There have been at least 172 failed drug tests for meldonium worldwide since the Latvian-made heart-drug was banned in 2016. Russian athletes — including tennis star Maria Sharapova — make up the largest contingent of those who have tested positive.

“This substance was never considered as doping,” Putin said during a marathon phone-in program on Russian television. “It doesn’t influence the result. That’s totally certain. It just keeps the heart muscles in good condition under high load.”

Among those watching in the studio was Ekaterina Bobrova, an Olympic gold medal-winning ice dancer who is suspended after testing positive for meldonium.

The company which makes meldonium has marketed it as improving energy levels in heart patients, while its inventor has previously said it increased the endurance of Soviet troops. However, the company also says meldonium should not be considered a performance-enhancer.

◆ Exercise 1 ◆
List every person named in the meldonium text.
◆ Exercise 2 ◆
According to the meldonium text, how many failed drug tests for meldonium have there been worldwide since the ban?
◆ Exercise 3 ◆
In the meldonium text, what reason does Putin give for saying the substance was never doping?

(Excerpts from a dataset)
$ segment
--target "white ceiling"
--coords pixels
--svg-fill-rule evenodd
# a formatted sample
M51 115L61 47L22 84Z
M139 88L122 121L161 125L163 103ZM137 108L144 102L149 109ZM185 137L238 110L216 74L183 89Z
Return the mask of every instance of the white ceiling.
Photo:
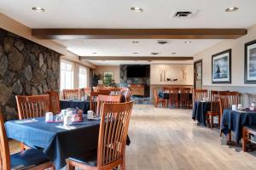
M193 60L183 60L183 61L136 61L136 60L131 60L131 61L116 61L116 60L111 60L111 61L91 61L96 65L158 65L158 64L170 64L170 65L192 65Z
M138 41L139 43L132 43L132 41ZM158 44L155 39L84 39L56 42L79 56L192 56L221 40L168 41L169 43L165 45ZM185 41L190 41L191 43L187 44ZM153 55L151 52L158 52L160 54ZM174 52L177 54L172 54Z
M46 12L33 12L32 7L44 8ZM140 7L144 11L132 13L131 7ZM239 10L224 12L229 7L238 7ZM255 8L256 0L0 0L1 13L31 28L247 28L256 23ZM191 18L173 18L174 11L178 9L198 9L198 13ZM153 39L137 40L137 44L131 41L135 40L56 42L81 56L136 57L153 56L151 52L160 53L157 56L193 56L221 40L172 39L166 45L159 45ZM96 65L126 62L135 61L93 61Z
M224 12L234 6L239 10ZM0 0L2 13L31 28L247 28L256 23L255 7L255 0ZM199 12L179 20L177 9Z

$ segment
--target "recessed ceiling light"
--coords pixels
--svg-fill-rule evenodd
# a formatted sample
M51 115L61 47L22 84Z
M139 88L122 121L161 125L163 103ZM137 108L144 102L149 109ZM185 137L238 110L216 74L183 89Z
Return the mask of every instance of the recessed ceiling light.
M237 7L230 7L225 9L226 12L230 13L230 12L235 12L237 11L238 8Z
M143 12L143 9L139 7L131 7L131 11L134 13L142 13Z
M45 12L45 9L41 7L32 7L32 11L38 12L38 13Z
M157 43L164 45L169 43L168 40L157 40Z
M157 55L157 54L160 54L160 53L157 53L157 52L152 52L152 53L151 53L152 55Z

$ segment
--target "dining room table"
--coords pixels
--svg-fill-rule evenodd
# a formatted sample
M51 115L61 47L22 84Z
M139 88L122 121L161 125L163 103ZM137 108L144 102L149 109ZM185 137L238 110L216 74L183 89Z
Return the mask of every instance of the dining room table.
M96 150L100 120L88 120L63 127L62 122L45 122L45 117L13 120L5 122L7 137L34 146L45 154L55 169L66 166L68 157L79 157ZM131 140L127 137L126 144Z
M189 93L189 99L192 100L192 92ZM162 99L170 99L170 93L168 92L160 92L159 93L159 97L160 98L162 98ZM180 99L180 92L177 93L177 99Z
M192 110L192 119L197 121L198 125L207 126L207 113L211 110L210 101L195 101Z
M90 110L90 100L82 99L60 99L61 109L79 108L83 110L84 114L87 114Z
M234 132L236 144L242 138L242 128L246 125L256 125L256 110L250 110L248 108L241 110L224 110L220 123L221 132L225 135Z

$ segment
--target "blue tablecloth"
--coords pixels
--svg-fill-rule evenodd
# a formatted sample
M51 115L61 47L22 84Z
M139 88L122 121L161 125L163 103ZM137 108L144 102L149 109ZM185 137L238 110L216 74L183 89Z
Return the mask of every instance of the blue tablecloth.
M22 124L16 123L15 121L7 122L7 136L42 148L44 153L54 162L55 169L61 169L66 165L66 158L81 156L97 148L100 121L84 117L82 122L73 123L76 129L65 130L55 127L61 123L46 123L44 117L37 120L38 122ZM130 144L129 137L126 144Z
M206 115L211 110L211 102L195 101L192 110L192 119L196 120L199 125L207 126Z
M165 99L169 99L169 93L166 92L160 92L159 93L159 97L163 98ZM177 99L180 99L180 94L177 94ZM192 94L189 94L189 99L192 99Z
M256 111L247 110L246 112L240 112L231 109L224 110L220 129L224 134L233 131L236 144L239 144L242 137L242 127L245 125L256 125Z
M76 108L83 110L84 114L87 114L87 110L90 110L90 101L89 100L68 100L68 99L61 99L60 100L61 109L67 108Z

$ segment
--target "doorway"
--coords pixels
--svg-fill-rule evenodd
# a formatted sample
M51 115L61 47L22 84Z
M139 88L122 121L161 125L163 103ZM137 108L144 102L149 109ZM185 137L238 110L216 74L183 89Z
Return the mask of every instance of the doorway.
M202 60L194 63L194 88L195 89L202 88Z

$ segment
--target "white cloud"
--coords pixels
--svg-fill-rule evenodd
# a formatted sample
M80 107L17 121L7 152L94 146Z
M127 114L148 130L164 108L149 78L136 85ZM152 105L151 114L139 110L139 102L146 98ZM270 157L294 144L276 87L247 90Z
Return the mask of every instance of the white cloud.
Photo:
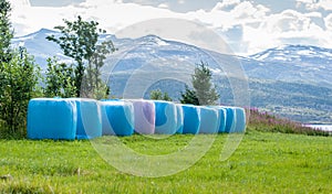
M297 4L304 6L308 10L332 10L332 0L297 0Z
M179 0L184 1L184 0ZM324 4L326 0L319 3ZM288 44L294 40L304 40L307 44L331 47L332 13L323 18L319 11L300 13L295 10L284 10L271 14L264 6L251 1L224 0L210 11L197 10L187 13L177 13L166 9L123 3L121 0L85 0L84 3L62 8L31 7L27 0L10 0L14 3L12 23L22 35L38 31L41 28L53 29L63 24L62 19L73 20L77 14L84 19L100 22L101 28L115 33L131 24L155 18L180 18L205 23L208 28L218 30L221 36L231 41L234 45L243 45L235 52L252 54L280 44ZM298 0L298 3L318 3L312 0ZM331 3L332 4L332 3ZM328 9L328 7L324 7ZM322 20L323 28L317 25L313 19ZM229 33L235 31L239 36ZM225 34L227 35L225 35ZM227 37L228 36L228 37Z
M178 0L177 1L179 4L184 4L185 3L185 0Z
M158 8L162 8L162 9L168 9L168 8L169 8L169 6L168 6L168 4L166 4L166 3L160 3L160 4L158 6Z
M332 31L332 13L330 13L325 19L325 26L328 30Z

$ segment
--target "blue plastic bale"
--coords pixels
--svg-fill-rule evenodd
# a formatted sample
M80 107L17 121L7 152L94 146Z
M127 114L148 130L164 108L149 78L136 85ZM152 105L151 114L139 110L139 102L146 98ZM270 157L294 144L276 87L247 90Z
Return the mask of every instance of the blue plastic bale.
M128 101L101 101L103 136L132 136L134 106Z
M73 100L35 98L28 106L28 138L74 140L77 110Z
M218 132L225 132L226 130L226 120L227 120L227 110L225 107L220 107L220 106L212 106L212 108L218 110L218 122L219 122L219 127L218 127Z
M243 108L236 107L236 129L235 132L245 132L246 131L246 111Z
M237 126L237 117L236 117L236 109L234 107L222 107L226 108L226 127L225 132L236 132Z
M183 105L184 131L183 133L197 134L200 126L200 109L194 105Z
M155 133L174 134L177 131L177 109L173 103L154 100Z
M177 116L177 119L176 119L176 133L179 133L181 134L184 132L184 110L183 110L183 107L181 105L176 105L176 116Z
M200 107L199 133L212 134L218 132L218 110L208 107Z
M155 104L152 100L129 99L134 105L135 132L155 133Z
M94 139L102 136L102 115L98 101L87 98L69 98L77 108L76 139Z

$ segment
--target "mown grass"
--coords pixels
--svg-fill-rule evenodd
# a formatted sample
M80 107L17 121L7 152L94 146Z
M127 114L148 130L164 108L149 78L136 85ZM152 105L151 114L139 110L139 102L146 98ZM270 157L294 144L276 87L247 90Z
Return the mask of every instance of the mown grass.
M191 138L121 140L138 152L165 154ZM221 162L226 139L217 136L191 168L156 179L117 171L89 141L0 140L0 193L332 193L332 138L249 130Z

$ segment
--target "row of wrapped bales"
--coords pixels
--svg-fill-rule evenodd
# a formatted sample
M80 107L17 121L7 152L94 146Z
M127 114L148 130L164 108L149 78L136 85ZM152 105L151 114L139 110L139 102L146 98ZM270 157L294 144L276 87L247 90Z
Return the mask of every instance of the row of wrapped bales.
M102 118L98 101L86 98L69 98L77 109L76 139L94 139L102 136Z
M155 133L174 134L178 130L177 108L169 101L155 100Z
M28 106L29 139L64 139L76 137L77 108L73 100L37 98Z
M200 126L199 133L217 133L219 128L218 110L209 107L199 107Z
M128 101L100 103L103 136L132 136L134 133L134 106Z
M245 109L163 100L37 98L29 103L28 138L93 139L101 136L243 132Z
M139 134L155 133L155 104L152 100L131 99L134 105L135 132Z
M181 105L176 105L176 133L181 134L184 132L184 110Z
M183 133L196 134L200 127L200 109L194 105L183 105L184 130Z

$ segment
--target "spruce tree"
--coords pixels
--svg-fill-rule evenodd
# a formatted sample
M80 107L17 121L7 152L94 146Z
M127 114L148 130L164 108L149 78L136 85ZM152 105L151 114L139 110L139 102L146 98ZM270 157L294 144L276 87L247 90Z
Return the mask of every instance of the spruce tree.
M208 64L200 62L196 64L195 73L191 76L194 89L186 86L186 91L181 94L181 104L193 105L215 105L219 98L216 87L212 85L212 72Z

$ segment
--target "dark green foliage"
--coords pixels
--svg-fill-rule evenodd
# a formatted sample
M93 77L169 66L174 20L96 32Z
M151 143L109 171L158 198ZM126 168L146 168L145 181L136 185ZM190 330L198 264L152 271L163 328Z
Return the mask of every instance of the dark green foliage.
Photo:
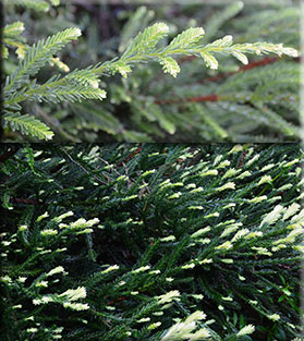
M0 162L1 340L300 340L300 145L8 145Z

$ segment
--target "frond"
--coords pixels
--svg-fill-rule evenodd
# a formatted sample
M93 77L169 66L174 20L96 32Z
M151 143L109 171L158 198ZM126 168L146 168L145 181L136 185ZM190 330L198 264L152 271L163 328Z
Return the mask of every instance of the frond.
M20 131L22 134L32 135L39 139L51 139L53 132L42 122L29 114L19 112L7 112L2 117L3 126L10 126L12 131Z
M13 74L7 77L4 94L16 90L29 78L29 75L35 75L40 68L51 60L56 52L78 36L81 36L81 31L72 27L48 37L46 41L39 40L37 45L34 44L26 51L24 60L20 62Z

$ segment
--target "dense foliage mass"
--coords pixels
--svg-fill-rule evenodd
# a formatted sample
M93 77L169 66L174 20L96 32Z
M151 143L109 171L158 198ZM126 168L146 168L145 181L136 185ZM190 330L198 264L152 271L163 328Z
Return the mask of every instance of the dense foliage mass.
M300 145L2 146L12 340L300 340Z
M81 3L4 1L4 141L299 141L299 5Z

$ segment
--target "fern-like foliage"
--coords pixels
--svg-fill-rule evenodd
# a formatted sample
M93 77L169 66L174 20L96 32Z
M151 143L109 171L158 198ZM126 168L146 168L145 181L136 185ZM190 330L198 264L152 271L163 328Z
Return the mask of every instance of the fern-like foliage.
M32 0L22 0L20 2L14 1L13 3L35 7ZM57 5L58 1L51 3ZM36 10L39 10L38 8L41 9L42 7L46 7L46 11L49 10L49 4L46 1L38 1L36 2ZM127 75L134 69L134 65L138 63L147 63L150 61L158 62L165 73L169 73L175 78L181 72L181 58L197 58L203 60L203 63L205 63L205 66L208 69L218 70L221 68L220 59L222 56L232 56L245 65L248 64L247 54L260 56L271 53L279 57L282 57L283 54L292 58L297 57L296 49L284 47L282 44L270 44L263 41L254 44L233 44L233 38L231 35L227 35L222 38L210 41L210 38L215 34L216 28L219 27L219 25L224 22L224 20L235 15L239 11L241 11L241 9L242 5L238 2L236 4L234 3L233 5L228 7L221 19L215 16L214 20L209 23L210 34L206 37L206 40L204 40L205 31L203 27L190 27L173 37L171 41L168 41L170 34L169 26L166 23L157 22L139 32L133 39L131 39L127 47L125 41L123 41L121 45L121 50L123 51L123 47L126 48L120 58L113 58L112 60L108 60L106 62L99 62L83 70L75 69L72 72L70 72L69 66L64 64L58 57L56 57L56 54L69 42L77 39L81 36L82 33L80 28L66 28L52 36L49 36L47 39L40 39L33 46L28 46L25 41L23 41L24 39L20 38L20 34L24 31L23 23L14 22L12 24L8 24L3 29L3 42L5 44L3 50L4 57L8 57L7 47L16 48L20 62L17 68L7 76L5 84L3 86L4 113L7 112L9 114L4 114L2 121L4 125L11 126L11 124L8 124L7 118L10 117L11 112L22 112L22 106L25 101L48 103L60 103L62 101L68 101L73 103L89 99L104 100L106 98L106 90L99 88L100 77L104 75L114 75L119 73L124 78L127 78ZM135 17L141 17L144 16L146 12L143 10L143 8L141 8L136 13L137 14L135 14ZM130 33L127 37L130 37ZM61 69L61 71L65 72L66 74L63 76L56 74L47 80L44 84L38 84L37 80L33 80L33 77L47 63L50 65L57 65L57 68ZM278 86L278 83L276 84L276 86ZM281 84L281 86L283 86L283 84ZM268 86L268 88L270 88L270 86ZM273 126L284 135L297 137L297 129L295 129L292 123L287 124L285 120L281 117L278 117L277 113L271 110L271 108L264 107L264 100L259 99L259 97L262 94L265 96L265 93L268 90L268 88L267 84L265 84L264 87L259 85L254 94L224 94L222 97L224 98L224 96L227 96L227 98L233 98L233 96L238 96L240 106L231 106L233 108L241 108L242 100L248 101L252 99L253 108L251 112L262 111L263 118L268 122L272 122ZM224 90L224 85L222 88L219 87L218 90L218 94L220 95L220 92ZM127 95L125 95L125 97L127 97ZM141 96L135 99L132 98L134 103L132 103L131 107L139 108L138 110L142 112L142 118L146 117L148 121L158 122L162 130L169 134L174 134L177 131L177 124L173 123L173 121L179 122L180 125L183 124L182 120L180 119L180 114L174 112L173 115L171 115L170 112L162 112L162 108L159 106L159 102L157 100L149 102L150 99L151 97L148 100L146 100L146 98L141 100ZM214 101L216 100L217 99ZM146 105L144 105L144 102L150 106L148 110L145 109ZM219 107L221 105L219 105ZM196 107L187 106L187 108ZM204 109L198 111L204 118L204 124L214 131L216 135L220 136L221 138L223 138L223 136L231 135L230 133L224 132L226 127L222 127L221 123L218 122L215 124L217 119L215 120L208 114L204 115ZM243 115L245 115L247 111L248 110L244 111ZM198 117L200 115L199 112ZM138 113L136 115L141 121ZM173 120L169 119L170 115L173 118ZM25 115L25 118L27 117ZM22 121L22 119L23 115L20 115L19 120ZM25 125L28 126L28 124L31 124L31 122L26 120ZM15 125L15 129L19 126L21 125ZM34 130L35 127L33 127L33 131ZM135 133L137 134L138 138L147 141L149 137L145 134L145 126L143 132L136 133L120 130L120 133L122 134L120 138L124 138L127 135L130 137L134 136ZM31 131L32 130L28 130L27 132L31 133ZM25 130L23 130L23 132L25 132ZM38 135L36 134L35 136Z
M34 136L39 139L51 139L53 137L53 132L45 123L28 113L5 112L2 120L4 127L9 125L12 131L20 131L24 135Z
M1 340L299 340L301 162L297 144L3 146Z

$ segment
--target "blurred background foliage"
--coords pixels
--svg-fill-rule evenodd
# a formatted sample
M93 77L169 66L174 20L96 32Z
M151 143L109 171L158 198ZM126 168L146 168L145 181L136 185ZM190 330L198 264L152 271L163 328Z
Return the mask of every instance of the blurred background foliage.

◆ Expected answer 1 ◆
Maria Sharapova, Putin, Ekaterina Bobrova

◆ Expected answer 2 ◆
At least 172.

◆ Expected answer 3 ◆
Putin says meldonium does not influence the result. He says it only keeps the heart muscles in good condition under high load.